Task goal - How many lines in the entries below contain the string "sandy", with case counting? Reply with the number only.

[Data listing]
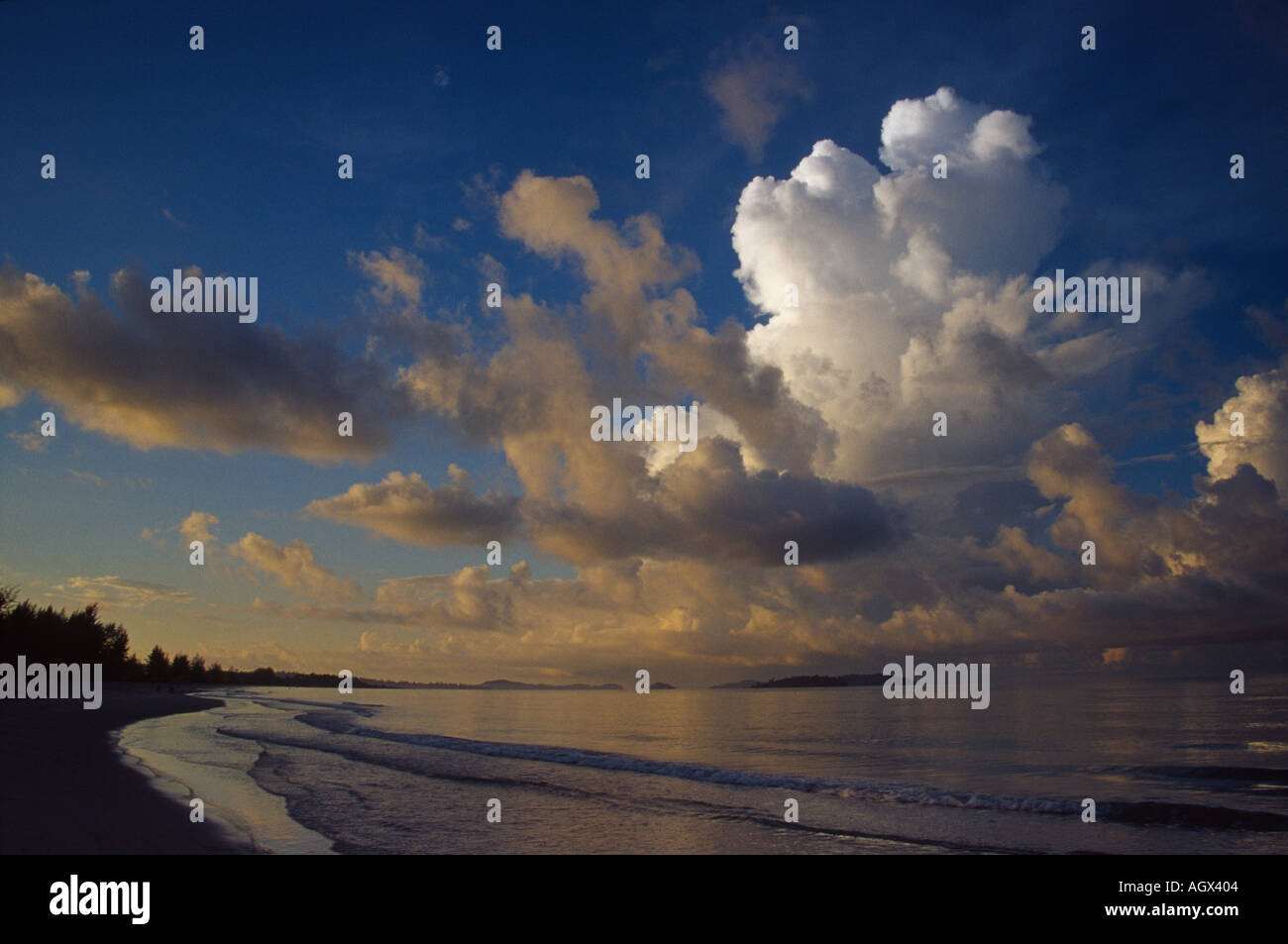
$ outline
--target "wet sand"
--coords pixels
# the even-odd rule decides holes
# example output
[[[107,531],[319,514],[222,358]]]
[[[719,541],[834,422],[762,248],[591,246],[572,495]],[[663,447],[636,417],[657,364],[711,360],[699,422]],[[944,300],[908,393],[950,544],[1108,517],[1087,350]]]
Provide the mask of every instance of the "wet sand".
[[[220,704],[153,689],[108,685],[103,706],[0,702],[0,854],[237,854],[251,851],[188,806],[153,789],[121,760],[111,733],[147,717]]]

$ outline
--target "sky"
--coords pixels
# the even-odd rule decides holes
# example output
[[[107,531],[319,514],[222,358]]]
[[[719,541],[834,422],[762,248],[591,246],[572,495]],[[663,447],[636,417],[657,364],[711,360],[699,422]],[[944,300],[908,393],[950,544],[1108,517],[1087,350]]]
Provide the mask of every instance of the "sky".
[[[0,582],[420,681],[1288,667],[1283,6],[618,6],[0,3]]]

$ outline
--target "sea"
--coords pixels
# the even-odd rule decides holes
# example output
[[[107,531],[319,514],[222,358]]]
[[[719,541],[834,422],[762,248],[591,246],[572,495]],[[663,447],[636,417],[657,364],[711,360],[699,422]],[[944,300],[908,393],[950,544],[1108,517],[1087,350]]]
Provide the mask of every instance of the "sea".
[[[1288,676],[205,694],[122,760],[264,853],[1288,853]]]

--

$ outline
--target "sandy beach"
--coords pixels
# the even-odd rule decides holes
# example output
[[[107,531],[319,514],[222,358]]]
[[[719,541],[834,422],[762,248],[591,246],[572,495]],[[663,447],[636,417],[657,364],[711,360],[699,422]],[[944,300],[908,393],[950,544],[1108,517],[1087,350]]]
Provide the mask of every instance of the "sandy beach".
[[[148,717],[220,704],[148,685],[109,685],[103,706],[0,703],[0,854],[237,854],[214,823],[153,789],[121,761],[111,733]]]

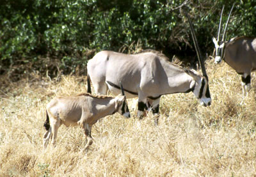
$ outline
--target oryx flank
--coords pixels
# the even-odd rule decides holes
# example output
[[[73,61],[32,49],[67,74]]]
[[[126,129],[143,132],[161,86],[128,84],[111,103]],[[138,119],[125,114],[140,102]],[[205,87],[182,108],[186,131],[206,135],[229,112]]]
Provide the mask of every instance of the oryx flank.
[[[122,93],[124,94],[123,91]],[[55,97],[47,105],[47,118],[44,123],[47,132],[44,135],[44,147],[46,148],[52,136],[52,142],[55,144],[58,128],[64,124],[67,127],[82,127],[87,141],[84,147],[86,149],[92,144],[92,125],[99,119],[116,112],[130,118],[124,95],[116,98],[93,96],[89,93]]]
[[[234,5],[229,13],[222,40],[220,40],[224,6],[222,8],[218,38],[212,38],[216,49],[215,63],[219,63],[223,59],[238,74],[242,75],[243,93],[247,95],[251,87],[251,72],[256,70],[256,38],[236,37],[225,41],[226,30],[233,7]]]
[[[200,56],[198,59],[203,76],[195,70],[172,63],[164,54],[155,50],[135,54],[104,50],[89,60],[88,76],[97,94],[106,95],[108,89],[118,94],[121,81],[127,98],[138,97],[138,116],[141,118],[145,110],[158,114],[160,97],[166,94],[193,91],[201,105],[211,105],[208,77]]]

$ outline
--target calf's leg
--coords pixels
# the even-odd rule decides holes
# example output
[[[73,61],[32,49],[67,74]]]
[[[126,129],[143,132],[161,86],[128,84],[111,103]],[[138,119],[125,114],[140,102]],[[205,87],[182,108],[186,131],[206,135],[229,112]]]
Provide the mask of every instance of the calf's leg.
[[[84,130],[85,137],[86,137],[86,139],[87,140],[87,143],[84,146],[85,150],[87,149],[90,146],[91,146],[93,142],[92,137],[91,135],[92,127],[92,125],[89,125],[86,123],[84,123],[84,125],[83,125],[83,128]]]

Expected answer - 2